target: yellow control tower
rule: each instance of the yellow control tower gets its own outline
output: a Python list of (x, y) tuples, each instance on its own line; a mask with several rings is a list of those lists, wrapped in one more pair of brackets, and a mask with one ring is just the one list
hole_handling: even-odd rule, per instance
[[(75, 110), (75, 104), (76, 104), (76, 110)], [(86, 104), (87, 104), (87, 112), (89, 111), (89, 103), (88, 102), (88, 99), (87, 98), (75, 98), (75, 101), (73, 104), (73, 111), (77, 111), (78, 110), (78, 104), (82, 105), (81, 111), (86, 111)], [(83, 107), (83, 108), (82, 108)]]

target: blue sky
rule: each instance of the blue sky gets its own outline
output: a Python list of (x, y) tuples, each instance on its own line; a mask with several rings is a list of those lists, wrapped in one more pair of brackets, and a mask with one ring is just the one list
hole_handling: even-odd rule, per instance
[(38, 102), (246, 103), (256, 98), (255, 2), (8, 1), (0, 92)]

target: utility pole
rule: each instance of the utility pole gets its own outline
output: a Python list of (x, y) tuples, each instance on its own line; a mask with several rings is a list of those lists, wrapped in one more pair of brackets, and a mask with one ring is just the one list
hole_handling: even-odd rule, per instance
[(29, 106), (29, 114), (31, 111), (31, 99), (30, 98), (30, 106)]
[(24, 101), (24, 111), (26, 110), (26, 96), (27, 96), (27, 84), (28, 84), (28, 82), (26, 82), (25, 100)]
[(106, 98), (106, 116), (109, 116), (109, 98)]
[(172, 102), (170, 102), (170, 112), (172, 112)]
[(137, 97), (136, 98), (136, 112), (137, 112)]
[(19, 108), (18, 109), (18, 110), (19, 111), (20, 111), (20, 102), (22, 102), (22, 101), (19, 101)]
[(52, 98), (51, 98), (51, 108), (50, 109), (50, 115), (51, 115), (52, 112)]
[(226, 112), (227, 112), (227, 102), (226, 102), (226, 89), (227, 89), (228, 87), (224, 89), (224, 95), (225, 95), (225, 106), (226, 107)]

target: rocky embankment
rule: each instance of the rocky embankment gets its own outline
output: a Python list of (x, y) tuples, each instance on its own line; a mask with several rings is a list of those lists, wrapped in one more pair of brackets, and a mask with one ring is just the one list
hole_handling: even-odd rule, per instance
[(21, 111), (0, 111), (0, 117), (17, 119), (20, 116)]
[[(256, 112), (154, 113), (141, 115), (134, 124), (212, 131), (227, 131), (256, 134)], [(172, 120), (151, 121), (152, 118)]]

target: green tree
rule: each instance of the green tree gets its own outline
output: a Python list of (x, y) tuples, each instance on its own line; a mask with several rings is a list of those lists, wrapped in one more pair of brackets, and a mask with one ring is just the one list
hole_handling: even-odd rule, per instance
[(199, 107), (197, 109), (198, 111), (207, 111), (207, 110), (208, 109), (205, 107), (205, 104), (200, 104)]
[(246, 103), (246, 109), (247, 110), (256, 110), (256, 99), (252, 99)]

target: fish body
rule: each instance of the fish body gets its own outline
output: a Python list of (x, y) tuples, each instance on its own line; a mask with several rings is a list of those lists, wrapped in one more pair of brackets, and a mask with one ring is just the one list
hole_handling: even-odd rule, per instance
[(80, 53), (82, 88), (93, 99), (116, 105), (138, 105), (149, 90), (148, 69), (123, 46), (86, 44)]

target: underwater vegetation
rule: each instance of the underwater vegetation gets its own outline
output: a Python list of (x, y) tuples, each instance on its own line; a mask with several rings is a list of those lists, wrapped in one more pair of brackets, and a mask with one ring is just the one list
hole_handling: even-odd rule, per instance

--- 과제 설명 ---
위의 기록 전체를 한 줄도 빼지 말고 글자 하나 바꾸지 않은 채 그대로 다시 적으세요.

--- 작성한 답 ---
target: yellow control tower
rule: each instance of the yellow control tower gets its own outline
output: a Python list of (x, y) tuples, each instance on its own line; a mask with several rings is a list of those lists, wrapped in one more pair of brackets, and a mask with one ring is just the one list
hole_handling: even-odd rule, per instance
[[(75, 110), (75, 104), (76, 104), (76, 110)], [(86, 104), (87, 104), (87, 112), (89, 111), (89, 103), (88, 102), (88, 99), (87, 98), (75, 98), (75, 101), (73, 104), (73, 111), (77, 111), (78, 110), (78, 104), (82, 105), (81, 111), (86, 111)], [(83, 107), (83, 108), (82, 108)]]

target: blue sky
rule: each instance of the blue sky gets its own outline
output: a Python list of (x, y) tuples, each instance on its own line; a mask with several rings is a list of those lists, wrapped in one more pair of brackets, and a mask with one ring is just the one list
hole_handling: even-odd rule, per instance
[(38, 102), (246, 103), (256, 98), (255, 2), (8, 1), (0, 92)]

target: utility pole
rule: each instance of the utility pole gets its own outline
output: a Python list of (x, y) tuples, each instance on its own line; a mask with several rings is a list of those lists, wrapped in one more pair of brackets, and a mask with one ring is just the one list
hole_handling: even-odd rule, per instance
[(29, 106), (29, 114), (31, 111), (31, 99), (30, 98), (30, 106)]
[(24, 101), (24, 111), (26, 110), (26, 96), (27, 96), (27, 84), (28, 84), (28, 82), (26, 82), (25, 100)]
[(106, 98), (106, 116), (109, 116), (109, 98)]
[(172, 102), (170, 102), (170, 112), (172, 112)]
[(137, 97), (136, 98), (136, 112), (137, 112)]
[(19, 108), (18, 109), (18, 110), (19, 111), (20, 111), (20, 102), (22, 102), (22, 101), (19, 101)]
[(52, 98), (51, 98), (51, 108), (50, 109), (50, 115), (51, 115), (52, 112)]
[(226, 112), (227, 112), (227, 102), (226, 102), (226, 89), (227, 89), (228, 87), (224, 89), (224, 95), (225, 95), (225, 106), (226, 107)]

target: rocky embankment
rule: each instance of the rocky embankment gets its own outline
output: a Python list of (x, y) tuples, each instance on its own line; a mask with several rings is a list of those lists, wrapped in one more pair of brackets, and a mask with one ring is just the one list
hole_handling: even-odd rule, per instance
[(21, 111), (0, 111), (0, 117), (17, 119), (20, 116)]
[[(256, 112), (154, 113), (141, 115), (134, 124), (212, 131), (227, 131), (256, 134)], [(172, 120), (151, 121), (152, 118)]]

target: green tree
rule: each instance of the green tree gets its own outline
output: a Python list of (x, y) tuples, each instance on its own line; a mask with several rings is a list of those lists, wrapped in one more pair of brackets, and a mask with one ring is just the one list
hole_handling: even-odd rule, per instance
[(199, 107), (197, 109), (198, 111), (207, 111), (207, 110), (208, 109), (205, 107), (205, 104), (200, 104)]
[(246, 103), (246, 109), (247, 110), (256, 110), (256, 99), (252, 99)]

target: fish body
rule: each instance of the fish body gets its own outline
output: a Python list of (x, y) tuples, each instance on its own line; a mask with several rings is a list of those lists, wrapped in one more pair of brackets, and a mask with one ring is just the one list
hole_handling: even-odd rule, per instance
[(80, 53), (82, 88), (93, 99), (116, 105), (138, 105), (149, 90), (148, 69), (123, 46), (86, 44)]

target: underwater vegetation
rule: each instance of the underwater vegetation gets its own outline
output: a Python list of (x, y) tuples, each instance on its own line; a mask with several rings is a list of those lists, wrapped in one more pair of brackets, and a mask with one ring is just the one list
hole_handling: even-odd rule, per instance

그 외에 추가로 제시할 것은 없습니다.